Task goal
Write out exactly, with no other output, the lines below from the one that contains "task: outline the toddler's bald head" through the end.

[START Data lines]

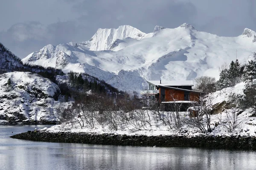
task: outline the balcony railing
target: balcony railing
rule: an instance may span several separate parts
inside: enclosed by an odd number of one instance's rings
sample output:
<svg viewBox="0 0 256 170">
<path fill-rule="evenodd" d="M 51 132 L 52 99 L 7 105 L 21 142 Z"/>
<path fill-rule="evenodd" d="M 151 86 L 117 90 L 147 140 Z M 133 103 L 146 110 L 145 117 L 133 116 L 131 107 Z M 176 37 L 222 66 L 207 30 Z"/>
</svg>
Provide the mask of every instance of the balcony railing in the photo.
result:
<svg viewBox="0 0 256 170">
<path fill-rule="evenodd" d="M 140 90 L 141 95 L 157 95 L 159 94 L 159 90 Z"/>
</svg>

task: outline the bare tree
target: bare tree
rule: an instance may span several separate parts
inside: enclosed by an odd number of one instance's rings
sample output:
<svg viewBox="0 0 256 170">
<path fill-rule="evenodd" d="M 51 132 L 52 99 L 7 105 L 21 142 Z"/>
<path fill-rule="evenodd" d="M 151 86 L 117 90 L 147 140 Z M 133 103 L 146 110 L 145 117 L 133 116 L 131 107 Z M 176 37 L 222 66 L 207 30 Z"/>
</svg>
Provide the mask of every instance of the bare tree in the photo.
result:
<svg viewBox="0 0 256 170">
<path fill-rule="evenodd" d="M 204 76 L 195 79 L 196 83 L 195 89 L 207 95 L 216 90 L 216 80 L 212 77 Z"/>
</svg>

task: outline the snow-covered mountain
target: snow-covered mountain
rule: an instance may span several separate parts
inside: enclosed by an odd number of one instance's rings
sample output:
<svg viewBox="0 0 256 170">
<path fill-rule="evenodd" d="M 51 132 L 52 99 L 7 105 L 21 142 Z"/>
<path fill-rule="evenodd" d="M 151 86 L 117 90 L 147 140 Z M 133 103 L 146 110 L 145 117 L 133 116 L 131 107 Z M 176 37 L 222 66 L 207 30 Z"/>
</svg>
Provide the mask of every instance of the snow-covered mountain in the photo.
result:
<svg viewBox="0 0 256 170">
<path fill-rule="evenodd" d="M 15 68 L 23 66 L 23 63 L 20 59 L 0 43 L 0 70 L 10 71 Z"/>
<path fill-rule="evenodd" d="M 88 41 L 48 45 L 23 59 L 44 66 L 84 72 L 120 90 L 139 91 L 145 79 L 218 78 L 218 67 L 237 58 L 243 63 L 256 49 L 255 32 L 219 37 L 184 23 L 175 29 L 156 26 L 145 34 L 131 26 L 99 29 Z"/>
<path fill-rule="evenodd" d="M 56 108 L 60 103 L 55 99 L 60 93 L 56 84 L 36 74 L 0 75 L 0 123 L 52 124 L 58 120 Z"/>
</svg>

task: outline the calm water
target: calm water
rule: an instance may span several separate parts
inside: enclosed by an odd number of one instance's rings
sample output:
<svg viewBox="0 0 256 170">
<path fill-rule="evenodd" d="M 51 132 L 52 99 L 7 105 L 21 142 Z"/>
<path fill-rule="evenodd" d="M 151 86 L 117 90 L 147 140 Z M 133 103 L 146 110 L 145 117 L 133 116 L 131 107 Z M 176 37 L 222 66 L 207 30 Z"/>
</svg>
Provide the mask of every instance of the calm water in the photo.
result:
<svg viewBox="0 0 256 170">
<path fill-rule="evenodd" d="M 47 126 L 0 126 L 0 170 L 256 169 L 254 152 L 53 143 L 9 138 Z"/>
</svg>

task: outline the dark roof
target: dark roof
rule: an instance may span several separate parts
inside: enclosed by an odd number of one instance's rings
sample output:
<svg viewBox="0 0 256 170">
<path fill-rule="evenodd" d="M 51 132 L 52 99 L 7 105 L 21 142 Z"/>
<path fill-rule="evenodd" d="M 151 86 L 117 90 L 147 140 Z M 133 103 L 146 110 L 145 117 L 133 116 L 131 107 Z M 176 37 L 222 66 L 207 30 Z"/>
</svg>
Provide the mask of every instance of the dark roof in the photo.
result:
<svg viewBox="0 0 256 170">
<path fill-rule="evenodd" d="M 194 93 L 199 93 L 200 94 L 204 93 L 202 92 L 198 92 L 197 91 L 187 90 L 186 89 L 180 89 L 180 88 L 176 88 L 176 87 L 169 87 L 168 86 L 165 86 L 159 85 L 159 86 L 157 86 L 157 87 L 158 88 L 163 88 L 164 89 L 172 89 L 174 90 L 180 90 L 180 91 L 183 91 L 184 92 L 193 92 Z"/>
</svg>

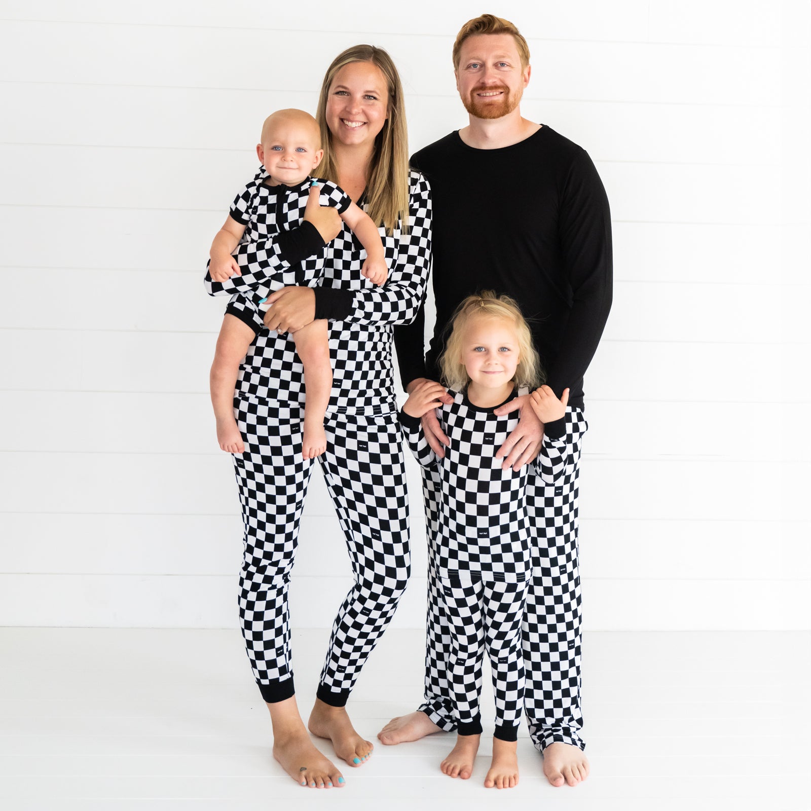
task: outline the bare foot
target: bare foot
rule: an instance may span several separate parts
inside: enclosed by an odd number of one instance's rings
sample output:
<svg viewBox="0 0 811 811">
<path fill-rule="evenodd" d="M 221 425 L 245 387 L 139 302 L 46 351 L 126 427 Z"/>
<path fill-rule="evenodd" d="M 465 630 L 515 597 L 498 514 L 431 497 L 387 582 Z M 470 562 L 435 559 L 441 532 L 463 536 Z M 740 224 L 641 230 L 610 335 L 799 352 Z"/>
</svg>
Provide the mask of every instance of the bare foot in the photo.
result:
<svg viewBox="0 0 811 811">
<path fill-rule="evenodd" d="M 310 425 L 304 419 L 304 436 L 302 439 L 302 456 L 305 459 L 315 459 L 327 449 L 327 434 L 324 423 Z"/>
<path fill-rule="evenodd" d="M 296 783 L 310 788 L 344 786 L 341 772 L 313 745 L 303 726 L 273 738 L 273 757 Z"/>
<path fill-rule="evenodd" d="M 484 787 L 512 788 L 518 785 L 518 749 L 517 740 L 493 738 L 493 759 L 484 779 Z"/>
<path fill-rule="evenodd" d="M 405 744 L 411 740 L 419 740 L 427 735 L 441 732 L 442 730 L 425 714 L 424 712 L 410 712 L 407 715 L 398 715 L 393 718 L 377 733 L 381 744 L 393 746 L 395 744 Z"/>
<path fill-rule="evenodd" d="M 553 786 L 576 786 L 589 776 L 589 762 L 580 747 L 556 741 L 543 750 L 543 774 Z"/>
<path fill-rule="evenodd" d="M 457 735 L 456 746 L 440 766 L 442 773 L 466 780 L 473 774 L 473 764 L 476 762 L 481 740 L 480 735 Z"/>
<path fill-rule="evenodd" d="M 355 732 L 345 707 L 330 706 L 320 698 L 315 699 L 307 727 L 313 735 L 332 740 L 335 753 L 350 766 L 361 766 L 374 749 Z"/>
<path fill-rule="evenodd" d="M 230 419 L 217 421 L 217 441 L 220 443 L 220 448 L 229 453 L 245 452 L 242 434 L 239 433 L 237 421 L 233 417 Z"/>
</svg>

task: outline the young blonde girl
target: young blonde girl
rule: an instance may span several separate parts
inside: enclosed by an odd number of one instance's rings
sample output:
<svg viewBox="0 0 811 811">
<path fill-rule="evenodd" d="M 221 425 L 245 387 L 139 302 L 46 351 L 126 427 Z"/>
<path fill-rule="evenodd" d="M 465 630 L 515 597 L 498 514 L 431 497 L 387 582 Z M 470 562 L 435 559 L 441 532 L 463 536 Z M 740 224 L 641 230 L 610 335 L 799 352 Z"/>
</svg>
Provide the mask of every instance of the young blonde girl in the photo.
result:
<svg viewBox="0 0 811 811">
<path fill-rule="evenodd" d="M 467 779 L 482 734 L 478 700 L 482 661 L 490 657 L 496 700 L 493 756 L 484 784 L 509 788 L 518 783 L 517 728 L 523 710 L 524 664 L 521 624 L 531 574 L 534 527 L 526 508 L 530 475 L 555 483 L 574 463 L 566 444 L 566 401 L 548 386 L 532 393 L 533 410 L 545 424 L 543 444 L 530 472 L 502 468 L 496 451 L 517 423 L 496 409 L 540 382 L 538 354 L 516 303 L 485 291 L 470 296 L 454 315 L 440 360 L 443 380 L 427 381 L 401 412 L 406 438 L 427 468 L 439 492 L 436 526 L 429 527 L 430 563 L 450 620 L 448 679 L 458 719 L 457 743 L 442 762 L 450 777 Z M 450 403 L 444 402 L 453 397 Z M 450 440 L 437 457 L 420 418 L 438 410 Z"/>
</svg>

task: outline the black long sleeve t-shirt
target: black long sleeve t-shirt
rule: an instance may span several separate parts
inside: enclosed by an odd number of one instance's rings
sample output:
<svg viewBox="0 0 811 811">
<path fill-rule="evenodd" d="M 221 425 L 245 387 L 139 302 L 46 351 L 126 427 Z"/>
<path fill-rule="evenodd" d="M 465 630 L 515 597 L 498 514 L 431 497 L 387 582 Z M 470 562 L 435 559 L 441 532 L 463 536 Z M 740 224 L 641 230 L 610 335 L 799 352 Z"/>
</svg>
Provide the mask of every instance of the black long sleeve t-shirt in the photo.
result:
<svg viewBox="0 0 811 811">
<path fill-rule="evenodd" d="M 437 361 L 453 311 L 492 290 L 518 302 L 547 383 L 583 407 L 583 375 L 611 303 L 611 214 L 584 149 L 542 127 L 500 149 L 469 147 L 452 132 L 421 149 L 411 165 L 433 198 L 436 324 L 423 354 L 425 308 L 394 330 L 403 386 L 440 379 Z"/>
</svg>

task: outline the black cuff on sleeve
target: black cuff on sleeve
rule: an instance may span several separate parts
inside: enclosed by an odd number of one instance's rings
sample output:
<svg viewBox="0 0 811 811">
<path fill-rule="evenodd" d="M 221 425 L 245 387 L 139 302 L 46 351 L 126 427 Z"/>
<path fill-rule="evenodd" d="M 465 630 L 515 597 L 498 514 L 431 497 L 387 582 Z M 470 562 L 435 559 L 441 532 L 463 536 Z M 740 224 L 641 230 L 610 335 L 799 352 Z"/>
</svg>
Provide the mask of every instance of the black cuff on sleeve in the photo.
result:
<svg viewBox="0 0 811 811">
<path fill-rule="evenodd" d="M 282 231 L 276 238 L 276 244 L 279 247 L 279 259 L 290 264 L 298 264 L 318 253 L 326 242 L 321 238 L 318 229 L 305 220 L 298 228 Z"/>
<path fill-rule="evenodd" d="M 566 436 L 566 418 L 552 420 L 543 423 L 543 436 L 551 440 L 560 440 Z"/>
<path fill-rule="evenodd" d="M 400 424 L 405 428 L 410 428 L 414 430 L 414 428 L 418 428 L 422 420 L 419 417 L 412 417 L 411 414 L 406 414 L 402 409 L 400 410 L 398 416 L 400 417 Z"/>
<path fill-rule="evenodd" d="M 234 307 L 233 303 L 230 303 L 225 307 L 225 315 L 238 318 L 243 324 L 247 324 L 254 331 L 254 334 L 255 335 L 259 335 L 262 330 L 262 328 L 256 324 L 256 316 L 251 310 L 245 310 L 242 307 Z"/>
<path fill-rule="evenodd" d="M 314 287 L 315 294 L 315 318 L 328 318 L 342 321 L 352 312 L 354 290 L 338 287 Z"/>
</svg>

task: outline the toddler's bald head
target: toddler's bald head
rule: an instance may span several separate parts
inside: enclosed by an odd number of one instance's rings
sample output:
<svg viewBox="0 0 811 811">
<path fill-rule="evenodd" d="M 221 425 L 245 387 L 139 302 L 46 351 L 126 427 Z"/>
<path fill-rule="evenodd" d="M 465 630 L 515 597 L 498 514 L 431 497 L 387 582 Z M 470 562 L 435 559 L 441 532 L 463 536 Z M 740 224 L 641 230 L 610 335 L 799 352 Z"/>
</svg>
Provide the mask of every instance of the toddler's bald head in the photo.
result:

[END Data lines]

Written response
task: outline the toddler's bald head
target: toddler's bald head
rule: an instance may span several separate parts
inside: enclosed by an odd number of one instance's rings
sample output:
<svg viewBox="0 0 811 811">
<path fill-rule="evenodd" d="M 221 425 L 245 387 L 139 302 L 46 351 L 126 427 Z"/>
<path fill-rule="evenodd" d="M 465 630 L 515 597 L 498 514 L 431 497 L 387 582 Z M 470 562 L 435 559 L 441 532 L 463 536 Z M 740 224 L 641 230 L 610 335 L 799 352 Z"/>
</svg>
Provide the mask of every instance of the toddler's bald head in the photo.
result:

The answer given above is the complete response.